======== Information supplied
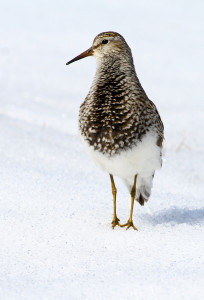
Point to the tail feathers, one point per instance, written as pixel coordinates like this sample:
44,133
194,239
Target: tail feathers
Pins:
143,188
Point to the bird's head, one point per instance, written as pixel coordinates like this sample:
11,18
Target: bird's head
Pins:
105,44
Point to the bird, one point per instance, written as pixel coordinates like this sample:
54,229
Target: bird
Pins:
119,126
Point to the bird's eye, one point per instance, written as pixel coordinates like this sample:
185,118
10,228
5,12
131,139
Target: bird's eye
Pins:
104,41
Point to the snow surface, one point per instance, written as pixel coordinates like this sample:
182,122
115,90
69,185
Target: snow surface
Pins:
56,240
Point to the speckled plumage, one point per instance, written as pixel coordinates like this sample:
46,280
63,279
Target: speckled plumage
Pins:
119,126
117,113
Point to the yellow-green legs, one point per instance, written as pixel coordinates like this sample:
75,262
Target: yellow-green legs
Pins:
114,192
132,193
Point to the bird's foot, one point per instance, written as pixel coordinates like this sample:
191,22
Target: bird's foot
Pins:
115,222
129,224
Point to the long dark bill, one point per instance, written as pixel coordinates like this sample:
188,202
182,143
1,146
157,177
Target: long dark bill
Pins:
86,53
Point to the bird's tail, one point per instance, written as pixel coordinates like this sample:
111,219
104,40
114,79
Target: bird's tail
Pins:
143,188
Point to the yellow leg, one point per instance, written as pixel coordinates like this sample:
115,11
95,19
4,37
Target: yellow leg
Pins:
132,193
114,192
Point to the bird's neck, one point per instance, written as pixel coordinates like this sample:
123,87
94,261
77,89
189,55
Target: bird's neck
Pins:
118,72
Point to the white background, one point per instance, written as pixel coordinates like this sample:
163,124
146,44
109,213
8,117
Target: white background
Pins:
56,240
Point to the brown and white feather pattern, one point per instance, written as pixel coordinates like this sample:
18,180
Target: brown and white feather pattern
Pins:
116,114
119,126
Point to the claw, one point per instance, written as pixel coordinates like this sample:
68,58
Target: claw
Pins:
115,222
129,224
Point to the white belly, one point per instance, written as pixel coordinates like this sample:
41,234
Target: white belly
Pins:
142,159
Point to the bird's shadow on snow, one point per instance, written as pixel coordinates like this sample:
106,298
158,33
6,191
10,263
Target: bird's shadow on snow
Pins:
177,216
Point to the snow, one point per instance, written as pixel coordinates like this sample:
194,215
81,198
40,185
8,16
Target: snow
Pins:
56,240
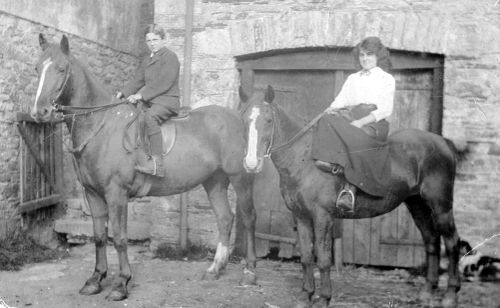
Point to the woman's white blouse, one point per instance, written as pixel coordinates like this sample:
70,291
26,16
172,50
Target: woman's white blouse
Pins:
370,87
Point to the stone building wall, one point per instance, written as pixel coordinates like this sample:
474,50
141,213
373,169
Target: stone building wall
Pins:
465,32
19,52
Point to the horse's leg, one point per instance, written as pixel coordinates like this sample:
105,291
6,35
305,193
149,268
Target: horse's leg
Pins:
438,193
216,187
323,225
446,227
422,215
306,242
243,185
117,200
99,212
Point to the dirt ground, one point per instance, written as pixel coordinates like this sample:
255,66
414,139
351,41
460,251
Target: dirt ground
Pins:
172,283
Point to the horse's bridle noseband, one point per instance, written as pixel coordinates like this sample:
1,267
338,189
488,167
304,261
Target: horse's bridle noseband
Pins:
53,102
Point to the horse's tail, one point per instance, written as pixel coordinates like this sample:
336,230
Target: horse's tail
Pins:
459,153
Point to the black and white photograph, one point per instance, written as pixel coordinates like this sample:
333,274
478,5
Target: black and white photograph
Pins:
250,153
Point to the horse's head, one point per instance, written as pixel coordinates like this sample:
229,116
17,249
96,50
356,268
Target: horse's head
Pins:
259,123
54,72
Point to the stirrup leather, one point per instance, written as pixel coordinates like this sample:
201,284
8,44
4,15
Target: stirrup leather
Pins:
353,198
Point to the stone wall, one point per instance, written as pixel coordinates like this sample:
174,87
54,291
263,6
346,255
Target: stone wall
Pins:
466,32
19,52
114,23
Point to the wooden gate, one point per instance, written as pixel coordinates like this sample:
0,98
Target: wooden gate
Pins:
306,82
40,164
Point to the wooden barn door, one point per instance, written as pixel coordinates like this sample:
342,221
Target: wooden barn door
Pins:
305,83
40,164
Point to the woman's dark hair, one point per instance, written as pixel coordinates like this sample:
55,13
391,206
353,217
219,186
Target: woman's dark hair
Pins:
154,28
373,44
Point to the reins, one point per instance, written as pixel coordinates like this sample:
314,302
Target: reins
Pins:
288,143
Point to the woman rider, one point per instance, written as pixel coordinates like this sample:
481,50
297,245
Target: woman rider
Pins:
372,85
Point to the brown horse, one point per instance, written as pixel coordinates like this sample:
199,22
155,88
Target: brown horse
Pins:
209,150
423,171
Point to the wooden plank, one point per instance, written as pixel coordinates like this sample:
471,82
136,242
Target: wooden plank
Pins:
26,117
436,113
362,241
276,238
338,58
58,158
348,241
29,144
405,252
39,203
247,79
374,236
22,170
388,232
286,250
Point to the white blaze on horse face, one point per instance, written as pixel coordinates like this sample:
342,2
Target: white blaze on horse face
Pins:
251,159
48,62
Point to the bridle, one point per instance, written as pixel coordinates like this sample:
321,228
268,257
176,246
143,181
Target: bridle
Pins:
84,109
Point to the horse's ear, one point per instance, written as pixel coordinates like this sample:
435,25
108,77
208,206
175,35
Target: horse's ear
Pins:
65,45
243,95
42,41
269,96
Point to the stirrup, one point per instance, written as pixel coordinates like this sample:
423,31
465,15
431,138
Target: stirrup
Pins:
157,166
353,202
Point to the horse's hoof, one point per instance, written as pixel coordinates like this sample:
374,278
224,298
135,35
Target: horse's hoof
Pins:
303,301
209,276
320,303
302,304
450,300
249,279
426,294
91,289
116,295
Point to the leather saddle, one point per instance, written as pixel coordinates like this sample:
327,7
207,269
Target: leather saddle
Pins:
169,131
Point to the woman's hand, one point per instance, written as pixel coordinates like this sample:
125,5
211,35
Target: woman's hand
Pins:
357,123
134,98
363,121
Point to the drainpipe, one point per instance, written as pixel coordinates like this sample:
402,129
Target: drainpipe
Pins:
186,94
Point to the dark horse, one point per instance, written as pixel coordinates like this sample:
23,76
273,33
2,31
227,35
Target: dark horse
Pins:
209,150
423,171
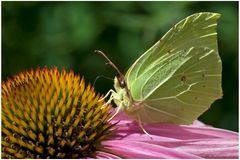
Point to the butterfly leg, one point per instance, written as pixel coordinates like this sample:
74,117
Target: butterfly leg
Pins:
110,91
141,126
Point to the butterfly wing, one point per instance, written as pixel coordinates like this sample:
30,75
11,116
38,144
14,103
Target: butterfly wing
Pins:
179,77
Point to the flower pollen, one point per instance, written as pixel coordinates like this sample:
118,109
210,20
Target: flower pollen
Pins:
51,114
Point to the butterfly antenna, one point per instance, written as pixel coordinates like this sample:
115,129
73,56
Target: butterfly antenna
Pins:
108,61
101,76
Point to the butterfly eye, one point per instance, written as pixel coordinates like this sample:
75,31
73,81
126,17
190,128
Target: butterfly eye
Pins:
122,82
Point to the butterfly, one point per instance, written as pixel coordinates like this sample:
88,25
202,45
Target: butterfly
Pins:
177,79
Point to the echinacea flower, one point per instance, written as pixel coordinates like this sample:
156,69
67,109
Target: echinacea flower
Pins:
52,114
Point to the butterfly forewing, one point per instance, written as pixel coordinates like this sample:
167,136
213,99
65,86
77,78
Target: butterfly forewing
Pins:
180,76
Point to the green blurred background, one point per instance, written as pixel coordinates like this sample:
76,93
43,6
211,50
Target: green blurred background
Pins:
65,34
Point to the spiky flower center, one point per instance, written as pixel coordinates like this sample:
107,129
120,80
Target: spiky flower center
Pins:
51,114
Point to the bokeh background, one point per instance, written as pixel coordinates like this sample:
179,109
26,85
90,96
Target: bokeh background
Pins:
65,34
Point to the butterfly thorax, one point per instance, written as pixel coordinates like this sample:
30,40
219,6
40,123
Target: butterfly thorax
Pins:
122,97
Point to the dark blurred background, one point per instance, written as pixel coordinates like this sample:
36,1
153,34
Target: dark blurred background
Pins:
65,34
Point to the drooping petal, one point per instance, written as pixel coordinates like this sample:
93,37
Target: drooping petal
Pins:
171,141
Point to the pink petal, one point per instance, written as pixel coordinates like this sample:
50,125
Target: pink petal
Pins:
171,141
138,149
105,155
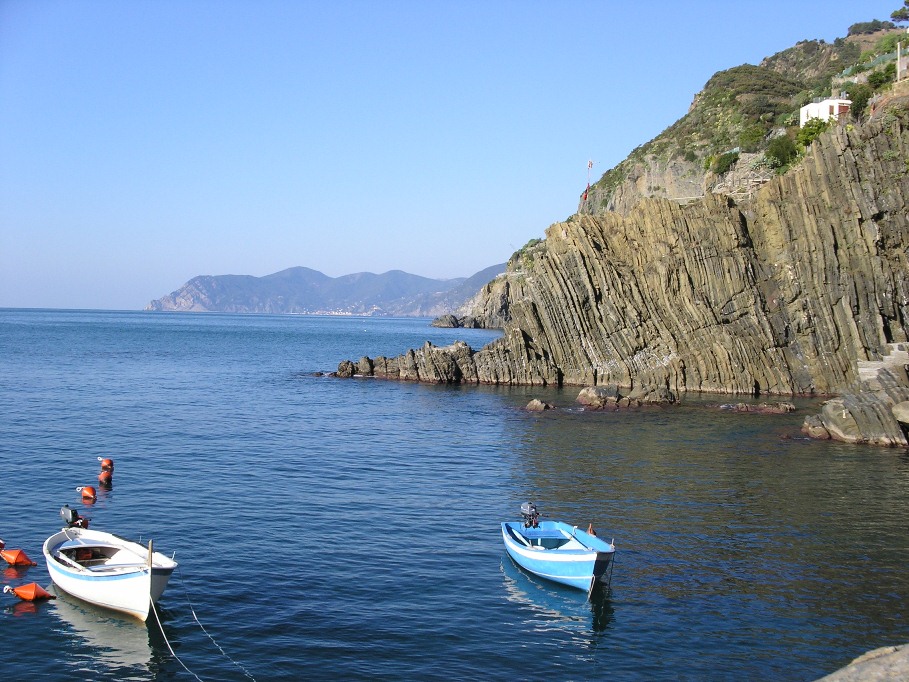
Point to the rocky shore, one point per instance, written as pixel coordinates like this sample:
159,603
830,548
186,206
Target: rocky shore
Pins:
801,290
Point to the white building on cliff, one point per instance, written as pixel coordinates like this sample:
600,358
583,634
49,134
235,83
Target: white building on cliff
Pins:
825,110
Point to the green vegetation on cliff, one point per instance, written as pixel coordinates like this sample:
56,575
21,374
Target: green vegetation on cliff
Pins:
747,118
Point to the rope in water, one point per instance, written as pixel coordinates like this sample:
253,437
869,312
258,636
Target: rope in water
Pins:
166,641
202,627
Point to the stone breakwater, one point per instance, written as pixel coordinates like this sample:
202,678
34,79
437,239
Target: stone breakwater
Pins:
801,290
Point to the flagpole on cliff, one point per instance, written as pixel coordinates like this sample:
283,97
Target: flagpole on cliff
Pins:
589,166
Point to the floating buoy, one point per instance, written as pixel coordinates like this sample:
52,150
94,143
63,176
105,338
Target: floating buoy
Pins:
29,592
88,493
16,557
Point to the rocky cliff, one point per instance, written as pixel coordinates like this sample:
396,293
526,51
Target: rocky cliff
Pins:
787,292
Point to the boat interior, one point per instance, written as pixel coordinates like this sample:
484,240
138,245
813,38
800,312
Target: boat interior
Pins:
96,556
539,538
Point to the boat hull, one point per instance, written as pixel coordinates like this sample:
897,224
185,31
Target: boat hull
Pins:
580,560
130,587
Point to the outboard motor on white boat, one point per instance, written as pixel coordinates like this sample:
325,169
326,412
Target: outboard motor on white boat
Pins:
530,514
71,517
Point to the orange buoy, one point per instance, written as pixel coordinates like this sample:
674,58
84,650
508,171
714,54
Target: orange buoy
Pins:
29,592
88,493
16,557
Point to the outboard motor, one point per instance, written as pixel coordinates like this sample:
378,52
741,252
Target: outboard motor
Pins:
530,514
71,518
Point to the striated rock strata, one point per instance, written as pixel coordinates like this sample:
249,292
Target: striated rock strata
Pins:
786,293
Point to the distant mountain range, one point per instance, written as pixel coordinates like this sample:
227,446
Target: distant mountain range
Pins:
301,290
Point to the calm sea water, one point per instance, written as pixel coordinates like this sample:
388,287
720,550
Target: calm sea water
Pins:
348,529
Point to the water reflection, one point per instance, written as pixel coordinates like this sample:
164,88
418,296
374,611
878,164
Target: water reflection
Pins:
104,639
554,606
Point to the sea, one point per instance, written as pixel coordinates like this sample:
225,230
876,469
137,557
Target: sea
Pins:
349,529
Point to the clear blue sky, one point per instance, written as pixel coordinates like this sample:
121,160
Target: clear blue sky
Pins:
145,142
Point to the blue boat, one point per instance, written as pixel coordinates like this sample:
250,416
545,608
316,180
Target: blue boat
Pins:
558,551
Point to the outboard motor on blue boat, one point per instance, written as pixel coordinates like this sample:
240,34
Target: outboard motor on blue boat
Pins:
530,514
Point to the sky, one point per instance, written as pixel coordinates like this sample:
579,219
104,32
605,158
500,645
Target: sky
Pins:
144,143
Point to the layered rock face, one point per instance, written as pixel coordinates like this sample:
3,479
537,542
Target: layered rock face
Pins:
783,294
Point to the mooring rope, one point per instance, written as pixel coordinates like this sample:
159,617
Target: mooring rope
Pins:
202,627
166,641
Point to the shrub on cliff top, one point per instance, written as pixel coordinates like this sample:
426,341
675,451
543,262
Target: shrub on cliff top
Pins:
811,130
724,162
781,151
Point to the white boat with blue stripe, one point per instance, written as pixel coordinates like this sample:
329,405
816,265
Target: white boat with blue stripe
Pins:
558,551
107,570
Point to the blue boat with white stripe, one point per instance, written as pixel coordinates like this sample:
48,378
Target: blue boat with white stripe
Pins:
558,551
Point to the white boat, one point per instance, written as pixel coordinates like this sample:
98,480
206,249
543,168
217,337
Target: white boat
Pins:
107,570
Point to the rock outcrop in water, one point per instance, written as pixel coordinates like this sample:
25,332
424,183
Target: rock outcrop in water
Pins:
800,290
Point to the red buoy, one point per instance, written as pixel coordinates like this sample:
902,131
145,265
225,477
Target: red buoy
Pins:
16,557
88,493
29,592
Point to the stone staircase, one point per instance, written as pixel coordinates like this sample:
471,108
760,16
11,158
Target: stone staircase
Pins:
895,362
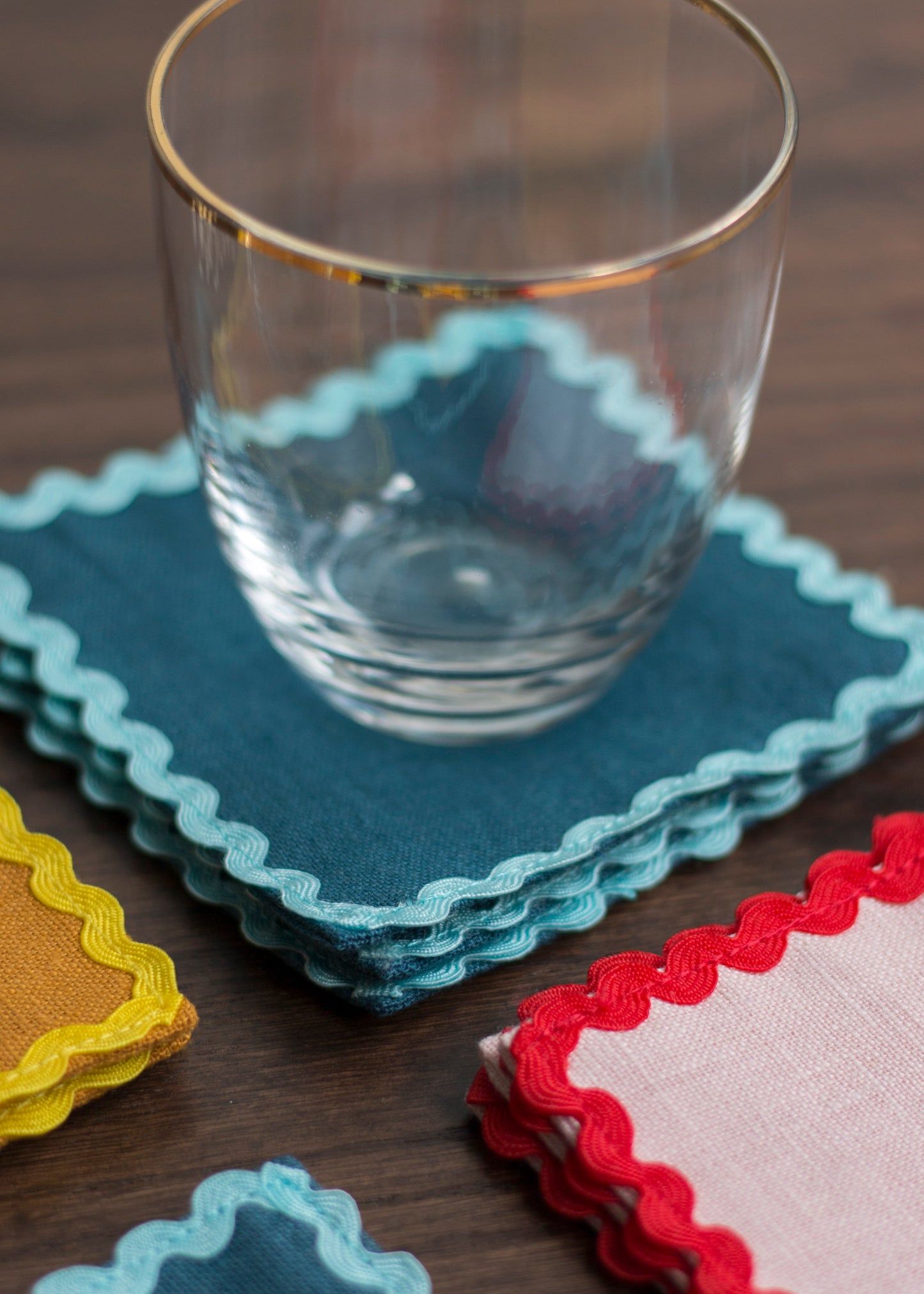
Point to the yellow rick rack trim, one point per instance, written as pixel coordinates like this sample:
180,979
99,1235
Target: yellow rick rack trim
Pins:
154,1000
34,1116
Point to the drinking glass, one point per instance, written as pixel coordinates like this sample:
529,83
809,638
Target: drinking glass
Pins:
469,306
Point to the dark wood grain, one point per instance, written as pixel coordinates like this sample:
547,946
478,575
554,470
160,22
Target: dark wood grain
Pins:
375,1107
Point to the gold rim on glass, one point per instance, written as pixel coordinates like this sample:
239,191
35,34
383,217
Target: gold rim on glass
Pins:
329,263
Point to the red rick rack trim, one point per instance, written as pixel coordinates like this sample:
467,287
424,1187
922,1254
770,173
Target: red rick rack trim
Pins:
618,997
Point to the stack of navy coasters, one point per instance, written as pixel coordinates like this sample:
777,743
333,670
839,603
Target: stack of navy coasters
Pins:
268,1232
386,870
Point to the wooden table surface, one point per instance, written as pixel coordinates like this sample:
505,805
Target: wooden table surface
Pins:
276,1066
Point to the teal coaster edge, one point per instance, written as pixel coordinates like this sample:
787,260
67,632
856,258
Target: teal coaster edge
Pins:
707,831
148,751
207,1231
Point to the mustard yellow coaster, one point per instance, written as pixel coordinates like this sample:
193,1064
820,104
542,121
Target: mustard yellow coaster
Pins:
83,1007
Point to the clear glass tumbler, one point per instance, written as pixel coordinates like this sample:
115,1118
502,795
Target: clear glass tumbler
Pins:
469,306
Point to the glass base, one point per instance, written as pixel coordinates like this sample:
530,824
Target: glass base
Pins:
447,626
452,711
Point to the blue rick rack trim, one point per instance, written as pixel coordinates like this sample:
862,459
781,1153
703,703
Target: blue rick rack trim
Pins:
580,899
285,1190
839,742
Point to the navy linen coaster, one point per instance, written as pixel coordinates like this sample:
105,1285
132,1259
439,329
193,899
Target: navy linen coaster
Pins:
388,870
268,1232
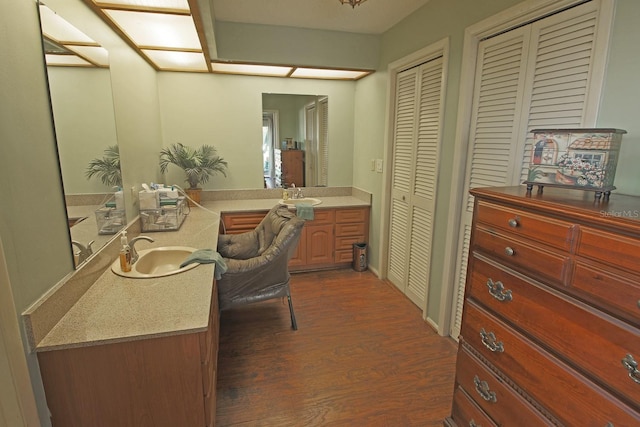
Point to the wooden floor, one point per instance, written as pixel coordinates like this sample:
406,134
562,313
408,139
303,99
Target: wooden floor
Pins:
362,356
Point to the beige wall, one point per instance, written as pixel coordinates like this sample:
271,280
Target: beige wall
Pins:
226,111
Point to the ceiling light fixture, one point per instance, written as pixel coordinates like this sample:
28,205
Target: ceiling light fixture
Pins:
353,3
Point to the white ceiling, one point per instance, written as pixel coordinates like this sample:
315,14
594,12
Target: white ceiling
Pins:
371,17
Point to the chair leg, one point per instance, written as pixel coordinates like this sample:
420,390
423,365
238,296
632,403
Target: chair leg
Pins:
294,325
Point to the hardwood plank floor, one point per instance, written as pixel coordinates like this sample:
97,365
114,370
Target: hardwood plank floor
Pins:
362,356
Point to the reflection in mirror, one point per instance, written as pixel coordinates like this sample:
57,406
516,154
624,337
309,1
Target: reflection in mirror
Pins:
295,140
84,120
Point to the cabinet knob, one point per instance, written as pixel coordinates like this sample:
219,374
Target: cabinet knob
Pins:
482,387
489,340
631,365
497,290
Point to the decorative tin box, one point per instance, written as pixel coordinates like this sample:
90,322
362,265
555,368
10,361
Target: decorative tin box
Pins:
110,220
585,159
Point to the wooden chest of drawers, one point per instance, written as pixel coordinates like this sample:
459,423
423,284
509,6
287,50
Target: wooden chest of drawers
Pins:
551,321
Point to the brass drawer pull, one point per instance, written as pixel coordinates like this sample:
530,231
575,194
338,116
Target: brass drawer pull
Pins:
496,289
489,341
632,366
482,387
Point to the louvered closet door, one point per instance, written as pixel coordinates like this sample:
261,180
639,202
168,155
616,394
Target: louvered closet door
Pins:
415,163
531,77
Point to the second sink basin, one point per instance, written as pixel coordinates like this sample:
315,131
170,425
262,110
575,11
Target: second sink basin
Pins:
157,262
309,200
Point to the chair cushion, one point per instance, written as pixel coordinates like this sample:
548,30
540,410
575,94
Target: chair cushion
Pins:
240,246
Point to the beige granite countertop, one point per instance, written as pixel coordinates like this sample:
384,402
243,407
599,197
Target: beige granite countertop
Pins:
116,309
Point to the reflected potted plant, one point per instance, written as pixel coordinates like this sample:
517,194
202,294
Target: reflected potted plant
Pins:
106,168
198,164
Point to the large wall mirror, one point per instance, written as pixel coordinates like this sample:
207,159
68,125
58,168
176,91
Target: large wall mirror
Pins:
295,142
83,115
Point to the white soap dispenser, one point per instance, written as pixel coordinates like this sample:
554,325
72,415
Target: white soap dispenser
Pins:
125,252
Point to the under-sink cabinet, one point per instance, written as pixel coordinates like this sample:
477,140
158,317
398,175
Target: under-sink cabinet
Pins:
166,381
326,241
550,329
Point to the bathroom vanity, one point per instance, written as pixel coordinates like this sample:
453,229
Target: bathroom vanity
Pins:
118,351
326,241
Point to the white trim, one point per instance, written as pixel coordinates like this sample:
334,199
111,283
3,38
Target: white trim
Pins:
437,49
510,18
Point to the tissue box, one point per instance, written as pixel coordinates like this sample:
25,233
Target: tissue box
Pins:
110,220
585,159
167,217
149,199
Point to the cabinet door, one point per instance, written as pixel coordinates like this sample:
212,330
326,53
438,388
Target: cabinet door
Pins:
319,244
299,258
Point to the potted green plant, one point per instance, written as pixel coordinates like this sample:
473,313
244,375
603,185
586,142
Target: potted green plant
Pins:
106,168
198,164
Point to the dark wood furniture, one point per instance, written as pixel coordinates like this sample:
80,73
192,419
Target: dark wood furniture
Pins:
550,326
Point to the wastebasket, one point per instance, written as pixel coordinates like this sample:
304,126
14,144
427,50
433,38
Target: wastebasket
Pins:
359,256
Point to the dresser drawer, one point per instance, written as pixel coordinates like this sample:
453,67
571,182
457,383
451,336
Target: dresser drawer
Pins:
525,363
594,342
522,256
495,398
609,290
621,251
556,233
465,412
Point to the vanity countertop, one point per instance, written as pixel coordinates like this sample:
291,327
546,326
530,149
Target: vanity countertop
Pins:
116,309
249,205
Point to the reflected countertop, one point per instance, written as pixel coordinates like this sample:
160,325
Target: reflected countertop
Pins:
116,309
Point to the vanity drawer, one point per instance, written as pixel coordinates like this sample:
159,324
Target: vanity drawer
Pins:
593,342
524,257
350,229
465,412
609,290
525,363
322,216
491,394
611,249
527,225
351,215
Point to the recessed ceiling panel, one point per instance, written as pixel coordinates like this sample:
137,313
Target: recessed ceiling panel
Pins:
157,29
250,69
70,60
318,73
98,55
57,28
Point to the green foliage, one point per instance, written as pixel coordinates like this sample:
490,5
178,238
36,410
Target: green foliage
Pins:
107,168
198,164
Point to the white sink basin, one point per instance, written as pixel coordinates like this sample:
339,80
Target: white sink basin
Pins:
309,200
157,262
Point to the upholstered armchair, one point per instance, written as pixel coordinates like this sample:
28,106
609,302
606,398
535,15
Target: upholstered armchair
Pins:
257,261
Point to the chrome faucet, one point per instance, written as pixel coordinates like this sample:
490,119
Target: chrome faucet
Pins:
84,252
132,247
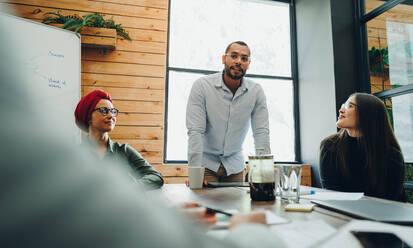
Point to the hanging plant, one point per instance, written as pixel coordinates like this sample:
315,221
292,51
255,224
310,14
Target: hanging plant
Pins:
379,62
75,23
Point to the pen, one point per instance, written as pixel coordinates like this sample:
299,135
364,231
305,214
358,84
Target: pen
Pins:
213,211
307,192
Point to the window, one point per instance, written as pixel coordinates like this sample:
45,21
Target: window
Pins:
389,37
390,57
198,35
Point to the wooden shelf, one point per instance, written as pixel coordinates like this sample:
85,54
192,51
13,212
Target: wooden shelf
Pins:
96,37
================
• Required action: Copy all lines from the entries that contain the word "shadow".

• Completed task:
Point to the bird's shadow on snow, one point per instance, written as pixel coordinates like this sample:
Target: bird's shadow on snow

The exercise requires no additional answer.